**** Excerpt provided ****

An analytical view on loneliness

Comillas and Ballesol organised the IV Bioethics Conference dedicated to unwanted loneliness


The speakers celebrated the success of the IV edition of the Bioethics Conferences that Comillas organised with Ballesol

  icon vid2   VIDEO OF THE FIRST DAY 

  icon vid2   VIDEO OF THE SECOND DAY 

32.2% of the elderly in Europe live in loneliness, more than 24% in Spain. 92% of Spaniards consider unwanted loneliness to be a significant social problem. This is what was discussed at the IV Bioethics Conference, which “is already a reference in the field of study and divulgation of the bioethical dimensions involved in elderly care”, as Rafael Amo, director of the Chair in Bioethics at Comillas, who organised the meeting together with Ballesol, stated.

Under the title of “Bioethics and unwanted loneliness” the conference addressed topics like risk factors, existing loneliness and interventions in loneliness from different areas, an provided alarming data. “33% of family caregivers feel lonely more than three days a week and, when their job is done, they still feel lonely up to four years later,” according to Andrés Losada, vicepresident of the Spanish Society of Geriatrics and Gerontology, who shared the results of a recent study carried out by this institution, involving 262 caregivers.

Among the experts who offered their vision of loneliness at an advanced age was Gonzalo Aza, lecturer of Psychology at the Faculty of Humanities and Social Sciences (Comillas CIHS), who analysed it from a socio-anthropological point of view, considering both structural and cultural aspects in order to understand the interaction between life history, individual experience and socio-cultural conditions. The trend as a society, he said, “is to become more and more individualistic and independent. As a society we have to find ways to deal with the unstable balance between disconnection and autonomy, which are two antagonistic forces”.

The participants, experts from different universities and social organisations, agreed on their speeches that “you have to be an active person all your life to have a social network”, and highlighted the ability of multidisciplinary teams (doctors, psychologists, therapists...) to promote and maintain personal roles, participation and integration of residents “in a satisfactory life of active and successful ageing that avoids social isolation”.

****

### Check your understanding
A: Answer these about the loneliness article:
(i) What share of the elderly in Europe live in loneliness?
(ii) How many caregivers took part in the study that Andrés Losada shared?
(iii) What post does Gonzalo Aza hold?
B: Duplicate the passage of the loneliness article from "32.2% of the" up to and including "with Ballesol, stated.".

**** Extracted information ****

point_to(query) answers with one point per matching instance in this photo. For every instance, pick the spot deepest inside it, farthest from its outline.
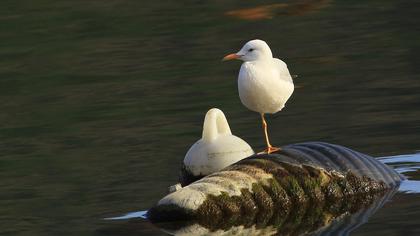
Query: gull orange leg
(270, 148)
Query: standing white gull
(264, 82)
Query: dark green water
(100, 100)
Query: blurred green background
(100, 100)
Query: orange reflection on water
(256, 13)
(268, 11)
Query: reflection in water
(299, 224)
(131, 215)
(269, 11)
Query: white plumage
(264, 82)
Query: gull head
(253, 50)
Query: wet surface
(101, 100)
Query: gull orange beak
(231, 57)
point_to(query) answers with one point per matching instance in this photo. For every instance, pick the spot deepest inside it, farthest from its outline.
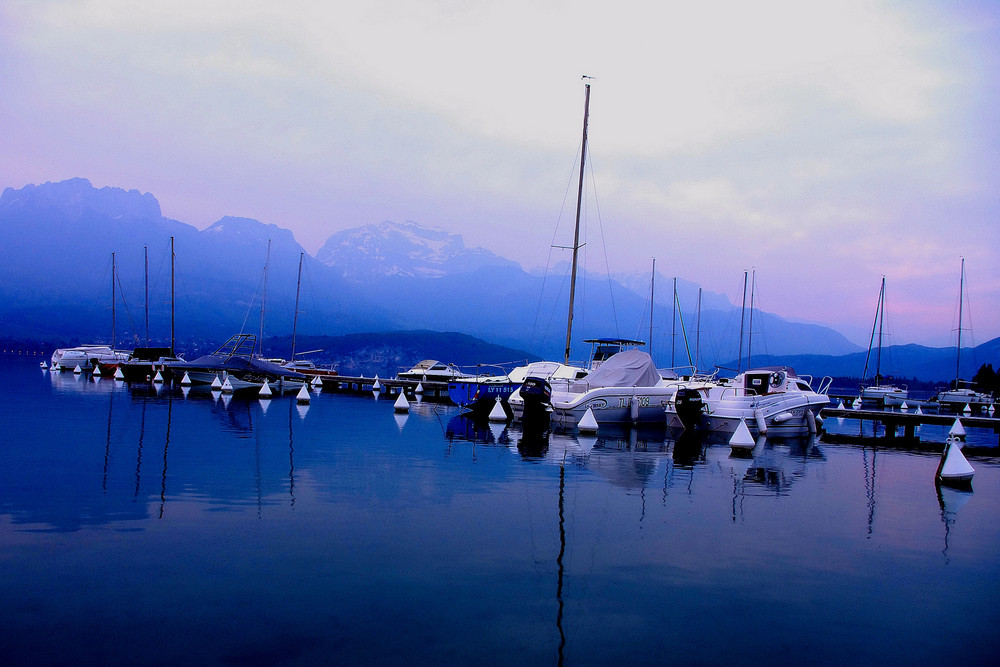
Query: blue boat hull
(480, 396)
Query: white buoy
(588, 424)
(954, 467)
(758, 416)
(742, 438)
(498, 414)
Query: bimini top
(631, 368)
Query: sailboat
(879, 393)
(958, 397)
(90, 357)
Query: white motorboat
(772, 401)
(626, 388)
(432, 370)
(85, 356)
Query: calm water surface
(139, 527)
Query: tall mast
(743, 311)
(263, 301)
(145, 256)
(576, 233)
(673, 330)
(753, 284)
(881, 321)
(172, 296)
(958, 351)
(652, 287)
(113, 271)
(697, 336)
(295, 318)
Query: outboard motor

****

### Answers for this exercise
A:
(i) 32.2%
(ii) 262
(iii) Lecturer of Psychology at the Faculty of Humanities and Social Sciences (Comillas CIHS)

B:
32.2% of the elderly in Europe live in loneliness, more than 24% in Spain. 92% of Spaniards consider unwanted loneliness to be a significant social problem. This is what was discussed at the IV Bioethics Conference, which “is already a reference in the field of study and divulgation of the bioethical dimensions involved in elderly care”, as Rafael Amo, director of the Chair in Bioethics at Comillas, who organised the meeting together with Ballesol, stated.